» Selected extract

The End, Where It Began – Islam and Modernism
The End, Where It Began – Islam and Modernism

In the spring of 2022, the beautiful historical Bagh-e-Jinnah, also known as Lawrence Garden on the Mall Road, Lahore, witnessed the unveiling of a work of art that will forever be remembered as one of its kind ever displayed in the city of gardens— Lahore.

In April 2022, COMO Museum in collaboration with the Lahore Biennale Foundation (LBF) and the Lahore Literary Festival (LLF), paid tribute to one of the greatest sculptors to have been born in Pakistan. The breezy evening revealed to the Pakistani audience a public sculpture of Rasheed Araeen that had never been exhibited in the city before. This show of magnificence was accompanied by a book launch of the artist himself, titled ‘Islam and Modernism’ followed by a panel discussion with the artist and art critic Quddus Mirza and the owner of the Grosvenor Gallery, Conor Macklin.

Sculpture placed at the Lawrence Garden.

The evening was attended by a crowd of admirers of Araeen, after which the sculpture was moved to the COMO museum to become a part of the spectacular exhibit of a combination of Araeen’s works, put together by Seher Tareen, the founder of COMO museum.

As I walked into the beautiful studio space of COMO Museum, located in the heart of Lahore, I was instantly encountered with a piece of wire. What directly drew me to the piece was the unconventional placement of the sculpture. In the middle of the main gallery space, stood a little table, covered with a piece of white cloth with lace borders, putting me into a certain nostalgia. On top of it sat Araeen’s first and earliest piece of art, Steel Wire.

“It was Rasheed Araeen himself who insisted on putting this sculpture in this manner. The table and the cloth on it, both belonged to his grandmother and this was his homage to her”, said Seher Tareen, the curator and the mastermind behind the show.

» Stated problem 1
Please repeat from the Araeen exhibition article the passage starting with "The evening was" and going on through "art, Steel Wire.".
» Stated problem 2
In one to three sentences, explain why the Araeen exhibition article says Steel Wire sits on a small table covered with a white lace-bordered cloth.
The records aren't needed here.

» Supplied data

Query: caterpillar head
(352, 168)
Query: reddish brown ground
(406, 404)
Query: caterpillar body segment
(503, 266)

» Reply 1
The evening was attended by a crowd of admirers of Araeen, after which the sculpture was moved to the COMO museum to become a part of the spectacular exhibit of a combination of Araeen’s works, put together by Seher Tareen, the founder of COMO museum.

As I walked into the beautiful studio space of COMO Museum, located in the heart of Lahore, I was instantly encountered with a piece of wire. What directly drew me to the piece was the unconventional placement of the sculpture. In the middle of the main gallery space, stood a little table, covered with a piece of white cloth with lace borders, putting me into a certain nostalgia. On top of it sat Araeen’s first and earliest piece of art, Steel Wire.

» Reply 2
Rasheed Araeen himself insisted on displaying the sculpture that way. The table and the cloth both belonged to his grandmother, and the arrangement was his homage to her.